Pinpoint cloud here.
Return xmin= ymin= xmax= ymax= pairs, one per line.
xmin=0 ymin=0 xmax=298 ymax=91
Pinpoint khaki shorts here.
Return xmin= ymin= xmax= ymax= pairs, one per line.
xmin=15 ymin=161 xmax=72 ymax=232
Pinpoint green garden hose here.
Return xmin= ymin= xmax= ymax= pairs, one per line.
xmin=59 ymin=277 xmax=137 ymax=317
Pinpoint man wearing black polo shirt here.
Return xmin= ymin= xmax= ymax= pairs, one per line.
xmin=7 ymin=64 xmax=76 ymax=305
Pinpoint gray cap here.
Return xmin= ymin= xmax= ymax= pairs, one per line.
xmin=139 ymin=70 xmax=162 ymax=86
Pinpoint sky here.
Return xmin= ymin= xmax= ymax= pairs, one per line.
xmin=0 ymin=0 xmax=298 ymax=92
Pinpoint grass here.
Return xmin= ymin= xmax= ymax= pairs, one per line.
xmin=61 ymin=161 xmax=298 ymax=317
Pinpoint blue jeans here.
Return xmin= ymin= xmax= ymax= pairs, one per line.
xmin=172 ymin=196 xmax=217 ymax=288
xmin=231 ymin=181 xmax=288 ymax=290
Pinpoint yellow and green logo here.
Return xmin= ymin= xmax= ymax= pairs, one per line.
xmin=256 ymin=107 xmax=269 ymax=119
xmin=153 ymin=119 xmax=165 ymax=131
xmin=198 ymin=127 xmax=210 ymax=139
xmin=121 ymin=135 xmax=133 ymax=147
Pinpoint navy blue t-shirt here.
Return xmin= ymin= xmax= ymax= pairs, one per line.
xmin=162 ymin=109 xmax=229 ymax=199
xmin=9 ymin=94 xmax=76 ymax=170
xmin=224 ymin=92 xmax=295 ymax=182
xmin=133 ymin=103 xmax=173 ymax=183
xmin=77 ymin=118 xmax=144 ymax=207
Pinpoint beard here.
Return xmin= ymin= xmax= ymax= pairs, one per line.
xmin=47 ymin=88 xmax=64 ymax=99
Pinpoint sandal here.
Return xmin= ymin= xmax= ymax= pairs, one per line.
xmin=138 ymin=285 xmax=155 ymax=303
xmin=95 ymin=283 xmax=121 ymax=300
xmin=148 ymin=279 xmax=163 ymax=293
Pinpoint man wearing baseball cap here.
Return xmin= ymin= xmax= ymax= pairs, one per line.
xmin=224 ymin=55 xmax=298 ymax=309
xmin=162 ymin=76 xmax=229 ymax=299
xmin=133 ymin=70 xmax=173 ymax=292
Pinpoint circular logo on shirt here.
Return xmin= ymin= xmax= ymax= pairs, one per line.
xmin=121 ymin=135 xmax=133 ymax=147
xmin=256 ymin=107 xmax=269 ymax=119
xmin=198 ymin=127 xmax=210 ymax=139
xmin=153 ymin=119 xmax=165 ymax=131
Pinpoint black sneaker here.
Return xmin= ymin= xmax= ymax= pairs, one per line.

- Given exercise
Rewrite all of the lines above as a JSON list of strings, with one string per line and no blank lines.

- Complete response
[
  "Pinpoint cloud here.",
  "Return xmin= ymin= xmax= ymax= pairs, one per line.",
  "xmin=0 ymin=0 xmax=298 ymax=91",
  "Pinpoint khaki shorts here.",
  "Return xmin= ymin= xmax= ymax= pairs, one per line.",
  "xmin=15 ymin=161 xmax=72 ymax=232",
  "Pinpoint green garden hose here.",
  "Return xmin= ymin= xmax= ymax= pairs, one per line.",
  "xmin=59 ymin=277 xmax=137 ymax=317",
  "Pinpoint man wearing black polo shirt here.",
  "Return xmin= ymin= xmax= ymax= pairs, one per line.",
  "xmin=7 ymin=64 xmax=76 ymax=305",
  "Pinpoint gray cap here.",
  "Return xmin= ymin= xmax= ymax= pairs, one per line.",
  "xmin=139 ymin=70 xmax=162 ymax=86",
  "Pinpoint sky here.",
  "Return xmin= ymin= xmax= ymax= pairs, one per line.",
  "xmin=0 ymin=0 xmax=298 ymax=92",
  "Pinpoint grass here.",
  "Return xmin= ymin= xmax= ymax= pairs, one per line.",
  "xmin=61 ymin=161 xmax=298 ymax=317",
  "Pinpoint blue jeans here.",
  "Return xmin= ymin= xmax= ymax= pairs, one per line.",
  "xmin=172 ymin=196 xmax=217 ymax=288",
  "xmin=231 ymin=181 xmax=288 ymax=290",
  "Pinpoint yellow and green logo here.",
  "Return xmin= ymin= xmax= ymax= pairs, one per line.",
  "xmin=256 ymin=107 xmax=269 ymax=119",
  "xmin=153 ymin=119 xmax=165 ymax=131",
  "xmin=198 ymin=127 xmax=210 ymax=139",
  "xmin=121 ymin=135 xmax=133 ymax=147",
  "Pinpoint navy blue t-shirt here.",
  "Return xmin= ymin= xmax= ymax= pairs, one per line.",
  "xmin=162 ymin=109 xmax=229 ymax=199",
  "xmin=9 ymin=94 xmax=76 ymax=170",
  "xmin=224 ymin=92 xmax=295 ymax=182",
  "xmin=133 ymin=103 xmax=173 ymax=183",
  "xmin=77 ymin=118 xmax=144 ymax=207",
  "Pinpoint beard here.",
  "Return xmin= ymin= xmax= ymax= pairs, one per line.",
  "xmin=47 ymin=88 xmax=64 ymax=99",
  "Pinpoint sandal here.",
  "Return xmin= ymin= xmax= ymax= pairs, one per line.",
  "xmin=138 ymin=285 xmax=155 ymax=303",
  "xmin=95 ymin=283 xmax=121 ymax=300",
  "xmin=148 ymin=279 xmax=163 ymax=293",
  "Pinpoint man wearing baseball cap here.",
  "Return xmin= ymin= xmax= ymax= pairs, one per line.",
  "xmin=224 ymin=55 xmax=298 ymax=309",
  "xmin=162 ymin=76 xmax=229 ymax=299",
  "xmin=133 ymin=70 xmax=173 ymax=292",
  "Pinpoint circular logo on shirt here.",
  "Return xmin= ymin= xmax= ymax= pairs, one per line.",
  "xmin=121 ymin=135 xmax=133 ymax=147",
  "xmin=256 ymin=107 xmax=269 ymax=119",
  "xmin=198 ymin=127 xmax=210 ymax=139",
  "xmin=153 ymin=119 xmax=165 ymax=131",
  "Pinpoint black sneaker here.",
  "Return xmin= ymin= xmax= ymax= pairs, one per line."
]